EXERCISE REQUIREMENTS:
Locate every line in the items below that contains the string "person" and copy each such line in full. Treat the match as case-sensitive.

STORED RECORDS:
########################################

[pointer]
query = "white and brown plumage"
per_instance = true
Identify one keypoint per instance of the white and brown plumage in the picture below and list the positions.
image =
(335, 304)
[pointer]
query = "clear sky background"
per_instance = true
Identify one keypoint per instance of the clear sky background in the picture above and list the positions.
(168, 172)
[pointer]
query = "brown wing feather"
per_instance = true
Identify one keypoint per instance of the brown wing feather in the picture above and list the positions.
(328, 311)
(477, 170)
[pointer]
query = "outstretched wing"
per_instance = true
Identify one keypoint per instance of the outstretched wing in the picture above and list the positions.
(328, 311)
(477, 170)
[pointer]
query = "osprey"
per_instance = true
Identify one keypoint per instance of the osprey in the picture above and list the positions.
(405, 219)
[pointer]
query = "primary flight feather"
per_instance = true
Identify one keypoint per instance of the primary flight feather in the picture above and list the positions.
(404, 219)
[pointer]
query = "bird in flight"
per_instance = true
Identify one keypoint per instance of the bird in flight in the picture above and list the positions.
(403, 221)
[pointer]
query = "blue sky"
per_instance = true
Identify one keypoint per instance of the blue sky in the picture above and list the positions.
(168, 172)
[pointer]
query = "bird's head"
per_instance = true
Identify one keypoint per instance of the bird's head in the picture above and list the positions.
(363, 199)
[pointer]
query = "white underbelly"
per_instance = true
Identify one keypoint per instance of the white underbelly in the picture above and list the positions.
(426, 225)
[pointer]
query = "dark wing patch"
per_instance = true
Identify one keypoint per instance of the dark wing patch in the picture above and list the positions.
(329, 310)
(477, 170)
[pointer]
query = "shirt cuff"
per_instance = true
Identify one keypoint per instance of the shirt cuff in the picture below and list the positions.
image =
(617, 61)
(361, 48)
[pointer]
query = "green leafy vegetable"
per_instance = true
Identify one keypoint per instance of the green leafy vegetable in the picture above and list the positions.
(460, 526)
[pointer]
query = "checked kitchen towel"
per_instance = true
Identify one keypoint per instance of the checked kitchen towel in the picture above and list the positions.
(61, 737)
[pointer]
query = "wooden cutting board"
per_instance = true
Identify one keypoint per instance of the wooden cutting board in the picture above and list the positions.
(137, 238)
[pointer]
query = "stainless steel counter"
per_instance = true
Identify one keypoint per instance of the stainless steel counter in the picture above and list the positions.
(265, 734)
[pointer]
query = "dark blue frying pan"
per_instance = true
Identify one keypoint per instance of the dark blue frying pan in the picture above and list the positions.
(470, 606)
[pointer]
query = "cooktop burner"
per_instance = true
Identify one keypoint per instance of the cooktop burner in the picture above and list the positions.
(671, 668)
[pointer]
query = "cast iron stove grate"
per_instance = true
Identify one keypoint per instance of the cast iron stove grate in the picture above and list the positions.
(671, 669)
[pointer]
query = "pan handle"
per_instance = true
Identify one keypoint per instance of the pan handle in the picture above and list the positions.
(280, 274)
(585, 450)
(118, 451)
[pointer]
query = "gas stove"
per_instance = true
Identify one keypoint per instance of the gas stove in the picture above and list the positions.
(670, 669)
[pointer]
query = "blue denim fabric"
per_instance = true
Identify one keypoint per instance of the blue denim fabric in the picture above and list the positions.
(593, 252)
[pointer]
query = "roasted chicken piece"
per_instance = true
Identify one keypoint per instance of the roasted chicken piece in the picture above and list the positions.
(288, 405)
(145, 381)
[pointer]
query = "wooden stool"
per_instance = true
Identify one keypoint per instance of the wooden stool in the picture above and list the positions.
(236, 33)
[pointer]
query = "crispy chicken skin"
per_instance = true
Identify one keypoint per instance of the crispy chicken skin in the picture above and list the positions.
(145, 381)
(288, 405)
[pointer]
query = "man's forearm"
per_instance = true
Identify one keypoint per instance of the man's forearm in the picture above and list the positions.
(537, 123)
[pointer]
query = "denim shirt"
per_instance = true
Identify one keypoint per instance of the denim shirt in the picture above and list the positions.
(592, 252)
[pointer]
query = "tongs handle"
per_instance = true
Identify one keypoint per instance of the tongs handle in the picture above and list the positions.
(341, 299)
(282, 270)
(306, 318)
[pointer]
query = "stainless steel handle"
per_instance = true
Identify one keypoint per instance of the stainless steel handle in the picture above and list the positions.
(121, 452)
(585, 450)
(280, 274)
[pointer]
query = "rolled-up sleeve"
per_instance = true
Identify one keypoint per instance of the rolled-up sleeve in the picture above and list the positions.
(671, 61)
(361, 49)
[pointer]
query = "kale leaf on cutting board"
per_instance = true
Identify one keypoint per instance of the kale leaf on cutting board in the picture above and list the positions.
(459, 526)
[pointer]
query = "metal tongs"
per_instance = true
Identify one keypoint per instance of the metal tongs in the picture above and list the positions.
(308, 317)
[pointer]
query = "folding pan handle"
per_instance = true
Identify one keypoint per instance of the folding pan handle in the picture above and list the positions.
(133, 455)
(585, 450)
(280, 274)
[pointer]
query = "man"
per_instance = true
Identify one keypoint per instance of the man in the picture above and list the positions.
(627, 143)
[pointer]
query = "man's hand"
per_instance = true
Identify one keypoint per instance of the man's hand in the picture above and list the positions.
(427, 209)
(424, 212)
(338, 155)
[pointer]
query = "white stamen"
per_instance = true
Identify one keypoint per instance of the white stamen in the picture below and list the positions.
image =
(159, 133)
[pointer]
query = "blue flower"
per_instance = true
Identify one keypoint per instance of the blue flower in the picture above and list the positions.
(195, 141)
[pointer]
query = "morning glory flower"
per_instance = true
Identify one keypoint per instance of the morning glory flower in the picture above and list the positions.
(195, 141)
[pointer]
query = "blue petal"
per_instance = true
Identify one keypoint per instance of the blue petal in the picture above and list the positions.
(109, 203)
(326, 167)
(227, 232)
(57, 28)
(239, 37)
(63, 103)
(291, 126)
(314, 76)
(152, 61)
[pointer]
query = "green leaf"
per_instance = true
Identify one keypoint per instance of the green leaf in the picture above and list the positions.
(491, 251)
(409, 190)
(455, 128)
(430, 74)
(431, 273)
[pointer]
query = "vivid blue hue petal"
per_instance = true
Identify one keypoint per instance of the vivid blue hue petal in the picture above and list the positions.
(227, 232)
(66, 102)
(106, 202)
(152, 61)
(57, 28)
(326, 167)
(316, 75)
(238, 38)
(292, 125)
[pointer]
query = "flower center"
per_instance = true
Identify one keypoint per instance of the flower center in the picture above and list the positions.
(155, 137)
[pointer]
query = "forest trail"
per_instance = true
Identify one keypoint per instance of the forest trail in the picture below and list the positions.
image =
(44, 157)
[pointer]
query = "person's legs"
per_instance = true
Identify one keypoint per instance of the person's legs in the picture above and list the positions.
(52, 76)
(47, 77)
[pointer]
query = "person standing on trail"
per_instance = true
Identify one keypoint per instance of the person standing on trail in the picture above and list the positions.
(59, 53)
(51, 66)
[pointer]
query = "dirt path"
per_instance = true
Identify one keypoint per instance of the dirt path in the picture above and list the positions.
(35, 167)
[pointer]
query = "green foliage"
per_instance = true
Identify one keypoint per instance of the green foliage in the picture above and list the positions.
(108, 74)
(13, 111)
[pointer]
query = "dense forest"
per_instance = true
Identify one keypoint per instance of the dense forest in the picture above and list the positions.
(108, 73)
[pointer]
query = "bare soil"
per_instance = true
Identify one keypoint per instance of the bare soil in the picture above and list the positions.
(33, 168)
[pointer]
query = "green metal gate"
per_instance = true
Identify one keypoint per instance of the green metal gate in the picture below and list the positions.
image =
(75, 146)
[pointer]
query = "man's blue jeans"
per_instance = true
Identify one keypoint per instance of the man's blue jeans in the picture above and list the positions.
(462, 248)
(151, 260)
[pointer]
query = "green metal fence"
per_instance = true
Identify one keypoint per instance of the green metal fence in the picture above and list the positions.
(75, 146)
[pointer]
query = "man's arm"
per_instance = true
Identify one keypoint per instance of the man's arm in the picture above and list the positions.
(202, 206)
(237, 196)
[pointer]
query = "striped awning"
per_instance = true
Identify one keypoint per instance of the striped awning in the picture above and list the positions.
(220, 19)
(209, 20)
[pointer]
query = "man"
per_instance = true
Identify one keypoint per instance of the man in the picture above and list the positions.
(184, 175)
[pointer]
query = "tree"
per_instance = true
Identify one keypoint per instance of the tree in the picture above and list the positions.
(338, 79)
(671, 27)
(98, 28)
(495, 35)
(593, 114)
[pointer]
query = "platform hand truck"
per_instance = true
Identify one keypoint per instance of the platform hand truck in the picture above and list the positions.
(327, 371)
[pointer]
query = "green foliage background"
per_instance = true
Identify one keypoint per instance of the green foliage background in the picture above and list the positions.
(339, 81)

########################################

RESPONSE TO THIS EXERCISE:
query = "person's legs"
Identify one keypoint per instance of the person's legs in the picture above and list the positions.
query = "person standing on trail"
Identify one keypoint per instance of the person standing on trail in the picture above and list the positions.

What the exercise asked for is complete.